==== GEKOZEN PASSAGE

Door middel van haar tweede grief klaagt [appellante] over de beslissing van de kantonrechter dat art. 10 van de Algemene Voorwaarden voor Woninghypotheken niet kan worden aangemerkt als een kernbeding. Deze grief faalt reeds omdat art. 10 niet een beding is zonder hetwelk de overeenkomst van geldlening, bij gebreke van voldoende bepaalbaarheid van de verbintenissen, niet geacht kan worden tot stand te zijn gekomen (HR 19 september 1997, NJ 1998/6; HR 21 februari 2003, NJ 2004/567). Voor zover de grief strekt ten betoge dat de wijzigingsbevoegdheid zo essentieel is dat zij niet bij algemene voorwaarden kan worden geregeld, vindt zij geen steun in het recht en faalt zij dus evenzeer.
3.3.

========

» **OPDRACHT**
Zet de passage over de grief tegen het kernbeding in de voorwaarden voor woninghypotheken voort vanaf het punt waar die ophoudt.

==== INGEVOERDE GEGEVENS

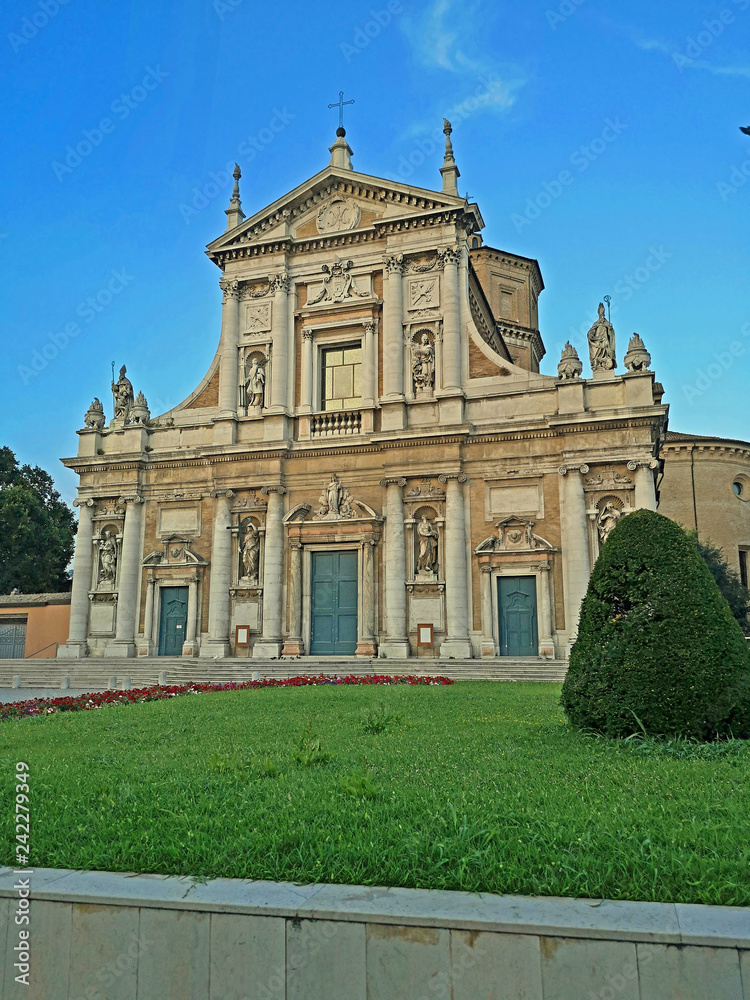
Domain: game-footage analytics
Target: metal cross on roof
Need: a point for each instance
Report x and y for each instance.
(340, 105)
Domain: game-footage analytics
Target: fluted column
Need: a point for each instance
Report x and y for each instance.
(456, 644)
(273, 571)
(306, 379)
(396, 645)
(645, 489)
(217, 642)
(294, 645)
(452, 375)
(575, 545)
(229, 373)
(77, 646)
(366, 642)
(128, 590)
(393, 331)
(280, 340)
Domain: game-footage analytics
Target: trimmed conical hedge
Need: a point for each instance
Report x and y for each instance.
(657, 640)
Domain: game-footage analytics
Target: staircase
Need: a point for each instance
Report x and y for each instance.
(95, 673)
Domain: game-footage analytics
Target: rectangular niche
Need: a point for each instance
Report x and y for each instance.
(179, 521)
(426, 611)
(102, 618)
(504, 498)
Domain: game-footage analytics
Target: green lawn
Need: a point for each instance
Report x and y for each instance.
(477, 786)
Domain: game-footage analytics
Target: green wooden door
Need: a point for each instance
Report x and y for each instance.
(172, 620)
(516, 601)
(334, 604)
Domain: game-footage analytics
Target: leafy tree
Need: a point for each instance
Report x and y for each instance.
(737, 596)
(658, 648)
(36, 530)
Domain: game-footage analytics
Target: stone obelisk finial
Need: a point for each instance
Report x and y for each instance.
(449, 170)
(234, 213)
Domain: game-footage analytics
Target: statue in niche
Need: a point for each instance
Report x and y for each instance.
(427, 557)
(607, 519)
(250, 552)
(601, 339)
(122, 390)
(255, 381)
(107, 560)
(423, 364)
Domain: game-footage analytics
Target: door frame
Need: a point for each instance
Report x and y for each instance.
(307, 553)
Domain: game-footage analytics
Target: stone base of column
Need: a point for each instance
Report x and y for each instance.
(73, 651)
(456, 649)
(395, 649)
(292, 647)
(214, 648)
(267, 648)
(120, 647)
(225, 430)
(393, 415)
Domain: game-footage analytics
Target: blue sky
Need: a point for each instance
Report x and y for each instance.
(600, 138)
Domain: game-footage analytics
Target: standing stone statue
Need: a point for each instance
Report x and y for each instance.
(122, 390)
(428, 536)
(601, 338)
(423, 364)
(250, 552)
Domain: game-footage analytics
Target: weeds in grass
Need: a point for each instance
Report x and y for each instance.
(379, 719)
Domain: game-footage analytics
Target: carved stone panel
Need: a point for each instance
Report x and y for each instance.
(424, 292)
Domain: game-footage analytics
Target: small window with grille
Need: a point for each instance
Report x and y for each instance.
(342, 377)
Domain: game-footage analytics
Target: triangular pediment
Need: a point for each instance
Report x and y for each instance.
(333, 202)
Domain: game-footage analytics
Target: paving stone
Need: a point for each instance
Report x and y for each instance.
(495, 966)
(51, 929)
(407, 961)
(325, 960)
(248, 957)
(693, 973)
(104, 951)
(175, 955)
(573, 969)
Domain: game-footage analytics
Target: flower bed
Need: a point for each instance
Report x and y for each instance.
(100, 699)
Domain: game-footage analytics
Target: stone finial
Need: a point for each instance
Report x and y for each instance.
(637, 359)
(94, 416)
(234, 213)
(601, 339)
(140, 413)
(570, 366)
(449, 170)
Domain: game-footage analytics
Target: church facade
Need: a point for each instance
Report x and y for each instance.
(373, 464)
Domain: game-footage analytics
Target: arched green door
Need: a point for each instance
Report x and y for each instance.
(172, 620)
(516, 601)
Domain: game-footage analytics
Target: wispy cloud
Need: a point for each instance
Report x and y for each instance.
(684, 61)
(445, 37)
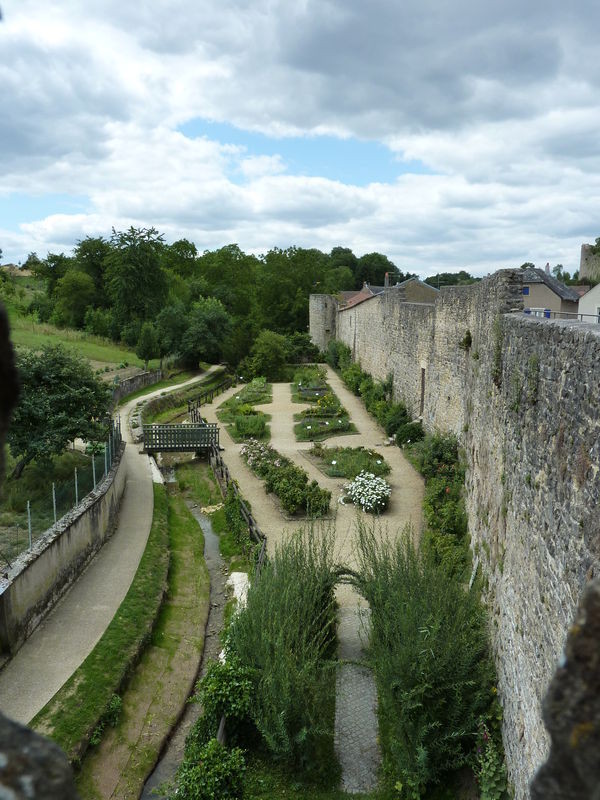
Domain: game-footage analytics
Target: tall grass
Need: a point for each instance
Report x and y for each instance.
(429, 651)
(286, 636)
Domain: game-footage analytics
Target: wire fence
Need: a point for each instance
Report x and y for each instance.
(25, 520)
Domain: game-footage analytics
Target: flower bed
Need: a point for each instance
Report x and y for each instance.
(369, 492)
(348, 462)
(286, 480)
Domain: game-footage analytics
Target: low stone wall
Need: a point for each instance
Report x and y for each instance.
(135, 383)
(39, 577)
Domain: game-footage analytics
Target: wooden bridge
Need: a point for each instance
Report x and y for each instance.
(182, 438)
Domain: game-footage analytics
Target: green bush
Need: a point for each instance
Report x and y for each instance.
(286, 637)
(218, 773)
(430, 656)
(251, 425)
(409, 432)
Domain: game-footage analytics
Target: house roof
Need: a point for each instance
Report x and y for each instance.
(535, 275)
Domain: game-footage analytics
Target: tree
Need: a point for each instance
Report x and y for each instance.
(74, 292)
(269, 355)
(134, 279)
(147, 346)
(208, 325)
(61, 400)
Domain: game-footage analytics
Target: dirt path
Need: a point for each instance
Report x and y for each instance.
(356, 697)
(71, 630)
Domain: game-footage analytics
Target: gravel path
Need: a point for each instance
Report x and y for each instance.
(66, 636)
(356, 721)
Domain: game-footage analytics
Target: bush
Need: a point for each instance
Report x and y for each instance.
(218, 773)
(409, 432)
(285, 636)
(338, 355)
(430, 656)
(251, 425)
(369, 492)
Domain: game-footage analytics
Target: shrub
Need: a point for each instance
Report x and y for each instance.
(218, 773)
(369, 492)
(285, 636)
(409, 432)
(430, 656)
(251, 426)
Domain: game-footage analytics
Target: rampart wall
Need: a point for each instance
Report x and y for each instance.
(523, 397)
(38, 578)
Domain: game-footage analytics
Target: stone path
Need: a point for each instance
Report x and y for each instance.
(356, 721)
(71, 630)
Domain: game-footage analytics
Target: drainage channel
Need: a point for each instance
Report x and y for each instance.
(172, 754)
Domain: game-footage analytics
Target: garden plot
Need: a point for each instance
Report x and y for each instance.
(239, 415)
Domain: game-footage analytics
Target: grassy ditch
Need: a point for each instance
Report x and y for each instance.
(170, 405)
(165, 675)
(277, 688)
(79, 706)
(239, 415)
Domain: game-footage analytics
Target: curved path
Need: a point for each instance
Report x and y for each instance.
(70, 631)
(356, 697)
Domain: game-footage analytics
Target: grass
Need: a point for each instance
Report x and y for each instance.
(27, 333)
(35, 485)
(70, 717)
(348, 462)
(161, 680)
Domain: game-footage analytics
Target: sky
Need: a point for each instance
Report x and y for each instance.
(446, 134)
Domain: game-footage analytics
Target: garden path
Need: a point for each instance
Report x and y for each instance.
(356, 698)
(63, 640)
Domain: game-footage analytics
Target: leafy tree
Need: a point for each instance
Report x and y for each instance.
(208, 325)
(90, 256)
(147, 346)
(74, 292)
(61, 400)
(269, 355)
(135, 282)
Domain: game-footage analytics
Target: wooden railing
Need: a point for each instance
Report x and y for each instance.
(180, 438)
(225, 480)
(206, 397)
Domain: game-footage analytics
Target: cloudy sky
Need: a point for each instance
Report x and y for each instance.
(446, 134)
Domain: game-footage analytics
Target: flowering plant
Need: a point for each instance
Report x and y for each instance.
(369, 492)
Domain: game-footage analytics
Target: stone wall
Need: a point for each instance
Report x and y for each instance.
(589, 263)
(38, 578)
(523, 398)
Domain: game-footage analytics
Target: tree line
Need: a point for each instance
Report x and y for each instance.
(170, 300)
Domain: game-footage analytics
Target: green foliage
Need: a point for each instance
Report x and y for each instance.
(225, 690)
(285, 636)
(429, 652)
(217, 774)
(338, 355)
(409, 432)
(61, 399)
(348, 462)
(270, 355)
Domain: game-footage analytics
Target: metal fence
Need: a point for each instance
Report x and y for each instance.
(224, 479)
(23, 521)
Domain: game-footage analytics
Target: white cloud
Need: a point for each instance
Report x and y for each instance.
(501, 101)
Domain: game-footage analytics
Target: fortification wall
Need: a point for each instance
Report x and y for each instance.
(589, 263)
(523, 398)
(38, 578)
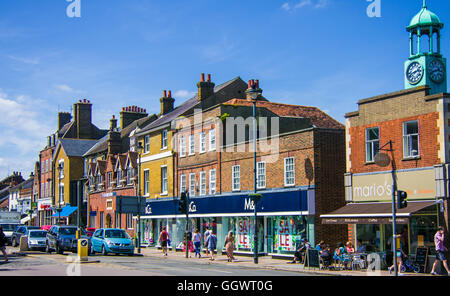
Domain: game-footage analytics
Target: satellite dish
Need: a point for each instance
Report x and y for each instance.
(382, 160)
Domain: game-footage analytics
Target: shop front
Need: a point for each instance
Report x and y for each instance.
(369, 214)
(283, 220)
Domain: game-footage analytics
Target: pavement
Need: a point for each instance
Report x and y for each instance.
(267, 262)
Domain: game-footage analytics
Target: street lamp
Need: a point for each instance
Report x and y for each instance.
(253, 92)
(140, 148)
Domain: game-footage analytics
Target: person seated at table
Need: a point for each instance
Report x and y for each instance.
(361, 249)
(325, 255)
(341, 255)
(320, 246)
(299, 254)
(349, 247)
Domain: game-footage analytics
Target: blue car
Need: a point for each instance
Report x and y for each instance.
(111, 240)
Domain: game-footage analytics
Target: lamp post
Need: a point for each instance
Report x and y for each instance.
(383, 160)
(253, 92)
(140, 148)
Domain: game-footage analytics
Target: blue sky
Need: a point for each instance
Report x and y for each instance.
(324, 53)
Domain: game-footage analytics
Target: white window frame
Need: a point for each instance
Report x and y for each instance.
(164, 139)
(182, 183)
(164, 181)
(147, 144)
(191, 144)
(202, 142)
(291, 170)
(371, 143)
(236, 178)
(212, 181)
(146, 182)
(212, 139)
(261, 178)
(407, 142)
(202, 183)
(182, 146)
(192, 184)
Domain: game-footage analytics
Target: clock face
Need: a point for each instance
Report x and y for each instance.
(437, 71)
(414, 73)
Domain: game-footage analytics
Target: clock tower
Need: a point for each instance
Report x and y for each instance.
(426, 65)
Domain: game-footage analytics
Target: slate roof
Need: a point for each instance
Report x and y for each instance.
(184, 107)
(318, 118)
(76, 147)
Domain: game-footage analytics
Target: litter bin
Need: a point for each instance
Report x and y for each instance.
(83, 248)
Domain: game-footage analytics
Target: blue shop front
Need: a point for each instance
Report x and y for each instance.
(284, 218)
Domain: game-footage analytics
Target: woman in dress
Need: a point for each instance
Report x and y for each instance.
(229, 246)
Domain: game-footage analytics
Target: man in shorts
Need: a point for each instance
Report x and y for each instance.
(440, 250)
(163, 239)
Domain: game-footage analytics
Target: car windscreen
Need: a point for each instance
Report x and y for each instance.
(116, 233)
(9, 227)
(68, 231)
(37, 234)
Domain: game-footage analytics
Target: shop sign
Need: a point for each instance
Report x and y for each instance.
(418, 184)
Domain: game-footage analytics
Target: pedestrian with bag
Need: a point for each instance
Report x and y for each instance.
(205, 237)
(440, 251)
(211, 243)
(163, 240)
(197, 243)
(3, 242)
(229, 246)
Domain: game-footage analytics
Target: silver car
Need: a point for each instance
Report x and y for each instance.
(36, 239)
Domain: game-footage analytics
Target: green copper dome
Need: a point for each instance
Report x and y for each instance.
(425, 18)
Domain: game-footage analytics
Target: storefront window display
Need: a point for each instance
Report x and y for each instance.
(288, 232)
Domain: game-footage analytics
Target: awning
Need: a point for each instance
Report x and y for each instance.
(374, 213)
(65, 212)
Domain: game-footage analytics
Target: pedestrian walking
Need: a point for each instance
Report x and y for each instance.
(440, 251)
(3, 242)
(211, 243)
(197, 243)
(205, 237)
(229, 246)
(163, 240)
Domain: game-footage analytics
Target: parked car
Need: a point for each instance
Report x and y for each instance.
(62, 238)
(111, 240)
(19, 232)
(36, 239)
(8, 229)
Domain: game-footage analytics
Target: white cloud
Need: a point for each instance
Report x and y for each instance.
(304, 3)
(24, 126)
(184, 94)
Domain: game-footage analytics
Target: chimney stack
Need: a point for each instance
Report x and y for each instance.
(114, 142)
(205, 88)
(130, 114)
(253, 92)
(82, 116)
(166, 102)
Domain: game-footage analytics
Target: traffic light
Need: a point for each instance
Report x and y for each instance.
(182, 205)
(401, 199)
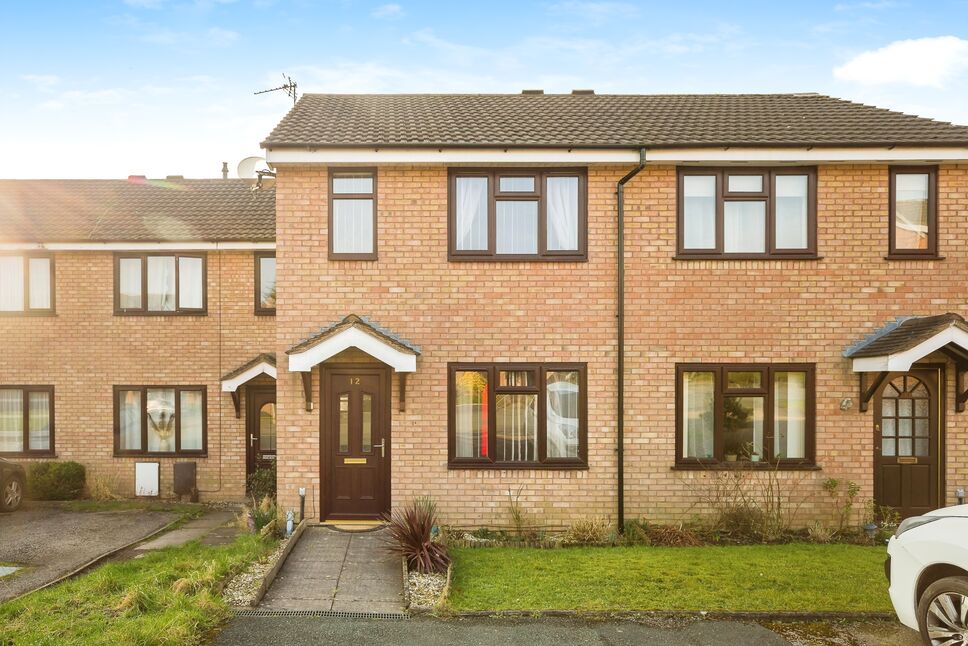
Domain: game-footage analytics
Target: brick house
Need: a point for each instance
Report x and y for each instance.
(470, 287)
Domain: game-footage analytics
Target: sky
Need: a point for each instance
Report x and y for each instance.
(111, 88)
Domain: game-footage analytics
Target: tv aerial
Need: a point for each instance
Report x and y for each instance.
(255, 172)
(289, 86)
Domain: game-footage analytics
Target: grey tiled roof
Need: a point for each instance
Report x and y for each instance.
(567, 120)
(903, 334)
(362, 323)
(266, 357)
(192, 210)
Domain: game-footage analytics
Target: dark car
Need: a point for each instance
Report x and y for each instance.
(12, 479)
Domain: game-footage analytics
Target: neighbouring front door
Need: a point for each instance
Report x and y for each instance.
(906, 442)
(355, 434)
(260, 424)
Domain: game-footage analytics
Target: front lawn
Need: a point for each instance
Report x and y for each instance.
(794, 577)
(165, 597)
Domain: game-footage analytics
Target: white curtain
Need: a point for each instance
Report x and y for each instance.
(191, 420)
(472, 213)
(352, 226)
(39, 272)
(699, 211)
(790, 414)
(130, 414)
(11, 420)
(562, 200)
(562, 414)
(744, 227)
(791, 212)
(11, 283)
(190, 277)
(129, 283)
(161, 283)
(517, 227)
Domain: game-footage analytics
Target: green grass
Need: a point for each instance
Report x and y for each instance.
(166, 597)
(794, 577)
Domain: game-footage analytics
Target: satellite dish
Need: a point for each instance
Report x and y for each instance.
(250, 167)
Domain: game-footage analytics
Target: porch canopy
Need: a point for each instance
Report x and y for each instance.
(353, 332)
(263, 364)
(905, 341)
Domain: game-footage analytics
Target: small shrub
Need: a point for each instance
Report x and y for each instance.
(262, 483)
(55, 480)
(411, 535)
(588, 531)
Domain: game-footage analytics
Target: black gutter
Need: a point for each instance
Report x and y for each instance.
(620, 315)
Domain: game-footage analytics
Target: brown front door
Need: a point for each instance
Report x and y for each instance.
(906, 442)
(355, 434)
(260, 427)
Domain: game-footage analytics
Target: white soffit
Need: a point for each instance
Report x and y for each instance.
(138, 246)
(572, 156)
(261, 368)
(352, 337)
(902, 361)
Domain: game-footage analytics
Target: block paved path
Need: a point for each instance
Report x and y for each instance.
(341, 571)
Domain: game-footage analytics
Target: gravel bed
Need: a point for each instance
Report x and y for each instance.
(425, 589)
(242, 588)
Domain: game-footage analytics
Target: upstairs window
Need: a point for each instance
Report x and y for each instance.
(160, 284)
(26, 284)
(518, 214)
(352, 214)
(747, 213)
(914, 212)
(265, 283)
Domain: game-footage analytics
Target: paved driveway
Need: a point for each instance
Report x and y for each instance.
(52, 541)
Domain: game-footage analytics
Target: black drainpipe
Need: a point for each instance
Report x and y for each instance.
(620, 315)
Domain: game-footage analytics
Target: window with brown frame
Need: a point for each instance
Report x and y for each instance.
(265, 283)
(160, 283)
(26, 420)
(352, 214)
(747, 213)
(745, 413)
(913, 229)
(26, 284)
(518, 214)
(517, 415)
(160, 420)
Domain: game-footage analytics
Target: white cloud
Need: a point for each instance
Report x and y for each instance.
(924, 62)
(390, 11)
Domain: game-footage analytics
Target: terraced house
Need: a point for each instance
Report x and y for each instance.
(596, 301)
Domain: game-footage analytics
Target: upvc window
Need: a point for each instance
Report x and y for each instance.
(745, 414)
(26, 420)
(352, 214)
(517, 415)
(159, 420)
(914, 212)
(747, 213)
(26, 284)
(518, 214)
(160, 283)
(265, 283)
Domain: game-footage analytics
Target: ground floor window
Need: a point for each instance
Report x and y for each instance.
(517, 415)
(745, 413)
(26, 420)
(159, 420)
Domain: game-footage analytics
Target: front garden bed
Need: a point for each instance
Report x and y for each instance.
(794, 577)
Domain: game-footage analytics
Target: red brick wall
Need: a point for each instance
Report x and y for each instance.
(85, 350)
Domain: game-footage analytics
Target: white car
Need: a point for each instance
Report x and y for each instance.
(927, 567)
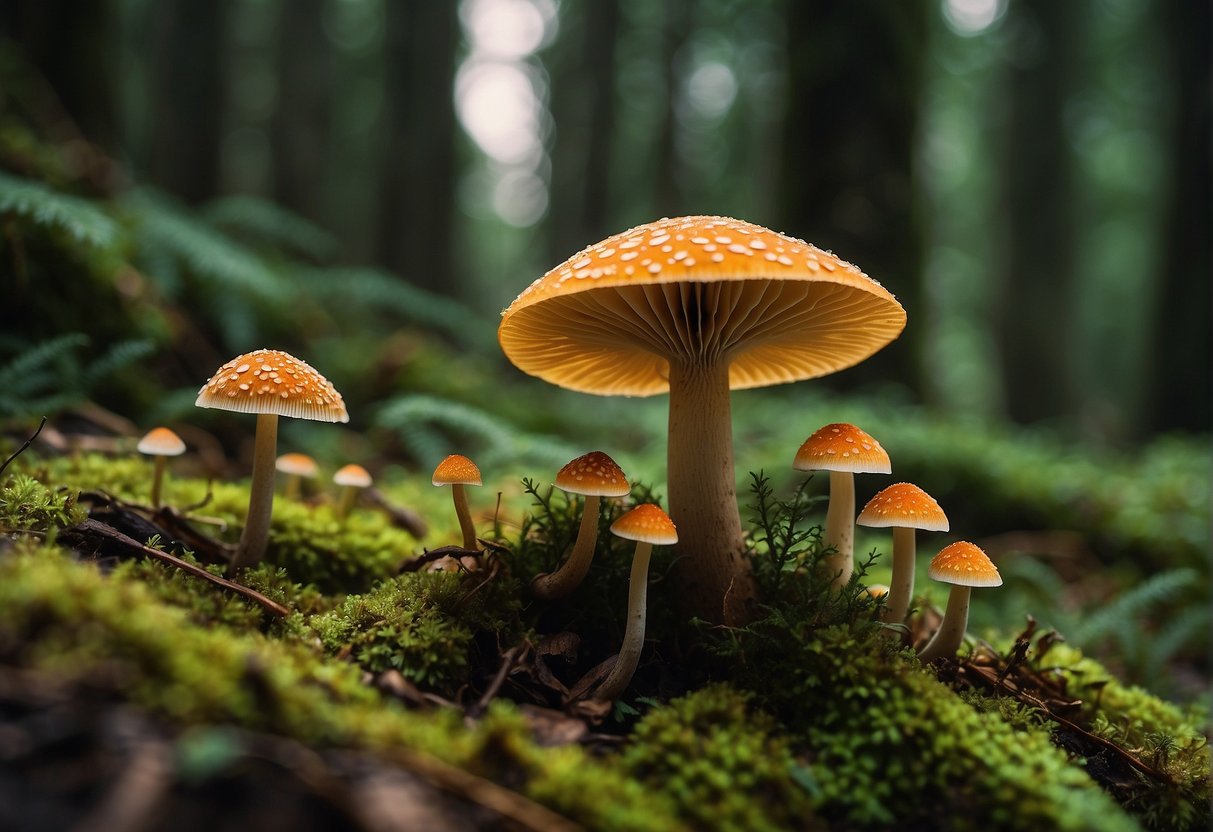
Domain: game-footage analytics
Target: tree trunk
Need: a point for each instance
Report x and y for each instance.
(855, 73)
(1036, 284)
(417, 169)
(1182, 389)
(300, 129)
(188, 96)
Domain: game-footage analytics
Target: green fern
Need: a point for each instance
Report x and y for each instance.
(269, 223)
(44, 206)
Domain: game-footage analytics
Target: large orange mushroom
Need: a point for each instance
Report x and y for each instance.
(696, 307)
(271, 383)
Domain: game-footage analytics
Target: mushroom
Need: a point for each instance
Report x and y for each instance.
(698, 306)
(843, 450)
(905, 507)
(352, 479)
(459, 471)
(593, 476)
(648, 525)
(271, 383)
(297, 467)
(963, 565)
(161, 443)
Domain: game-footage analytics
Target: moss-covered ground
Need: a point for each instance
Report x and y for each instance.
(810, 717)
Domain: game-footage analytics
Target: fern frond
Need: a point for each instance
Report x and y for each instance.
(371, 289)
(271, 223)
(47, 208)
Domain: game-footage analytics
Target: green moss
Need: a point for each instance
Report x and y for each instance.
(721, 762)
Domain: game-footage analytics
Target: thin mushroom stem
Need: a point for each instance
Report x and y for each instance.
(261, 496)
(459, 494)
(901, 583)
(702, 493)
(951, 631)
(840, 530)
(633, 634)
(158, 480)
(569, 576)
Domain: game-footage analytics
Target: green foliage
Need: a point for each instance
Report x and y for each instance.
(423, 625)
(81, 220)
(723, 763)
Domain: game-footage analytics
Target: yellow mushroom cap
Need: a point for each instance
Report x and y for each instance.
(648, 524)
(353, 474)
(269, 381)
(610, 318)
(842, 446)
(297, 465)
(964, 564)
(904, 505)
(160, 442)
(456, 469)
(593, 474)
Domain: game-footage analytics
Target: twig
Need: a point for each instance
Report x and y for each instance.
(22, 449)
(95, 529)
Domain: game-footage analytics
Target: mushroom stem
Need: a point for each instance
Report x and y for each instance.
(158, 480)
(459, 494)
(261, 496)
(702, 494)
(951, 632)
(633, 634)
(569, 576)
(840, 530)
(901, 583)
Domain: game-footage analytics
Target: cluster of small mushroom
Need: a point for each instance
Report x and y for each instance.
(844, 450)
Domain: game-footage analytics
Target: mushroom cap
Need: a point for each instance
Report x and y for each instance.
(456, 469)
(160, 442)
(966, 565)
(904, 505)
(269, 381)
(610, 318)
(353, 474)
(842, 446)
(297, 465)
(593, 474)
(648, 524)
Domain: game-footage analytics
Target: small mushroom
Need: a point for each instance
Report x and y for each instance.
(297, 467)
(271, 383)
(593, 476)
(905, 507)
(843, 450)
(648, 525)
(161, 443)
(352, 479)
(963, 565)
(459, 471)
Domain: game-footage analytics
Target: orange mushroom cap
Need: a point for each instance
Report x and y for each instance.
(609, 319)
(648, 524)
(160, 442)
(353, 474)
(966, 565)
(906, 506)
(456, 469)
(842, 446)
(593, 474)
(269, 381)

========

» **ANTWOORD**
De zevende grief behelst dat de kantonrechter ten onrechte heeft geoordeeld dat ABN AMRO in de omstandigheden van het onderhavige geval het rentepercentage heeft kunnen wijzigen. Ook als in de grief de stelling wordt gelezen dat het naar maatstaven van redelijkheid en billijkheid onaanvaardbaar is dat ABN AMRO haar wijzigingsbevoegdheid uitoefent, faalt zij. ABN AMRO heeft toegelicht waarom de ontwikkelingen van de rente op de geld- en kapitaalmarkt haar aanleiding hebben gegeven om de opslag te verhogen. Van [appellante] betwist deze toelichting zonder enige motivering en voldoet in zoverre niet aan haar stelplicht. Het feit dat ABN AMRO, zoals [appellante] stelt, door de jaren heen in algemene zin winst heeft gegenereerd, staat er niet aan in de weg dat de kosten van het onderhavige product gestegen kunnen zijn en aanleiding kunnen geven om de opslag te verhogen. Als [appellante] stelt dat hier sprake is van een ondernemersrisico van ABN AMRO, miskent zij dat ABN AMRO door middel van art. 10 van de Algemene Voorwaarden voor Woninghypotheken de contractuele bevoegdheid heeft bedongen om dit risico binnen zekere grenzen te verleggen naar [appellante]; de onderhavige kwestie dient niet te worden beoordeeld aan de hand van de maatstaf van art. 6:258 BW.
3.4.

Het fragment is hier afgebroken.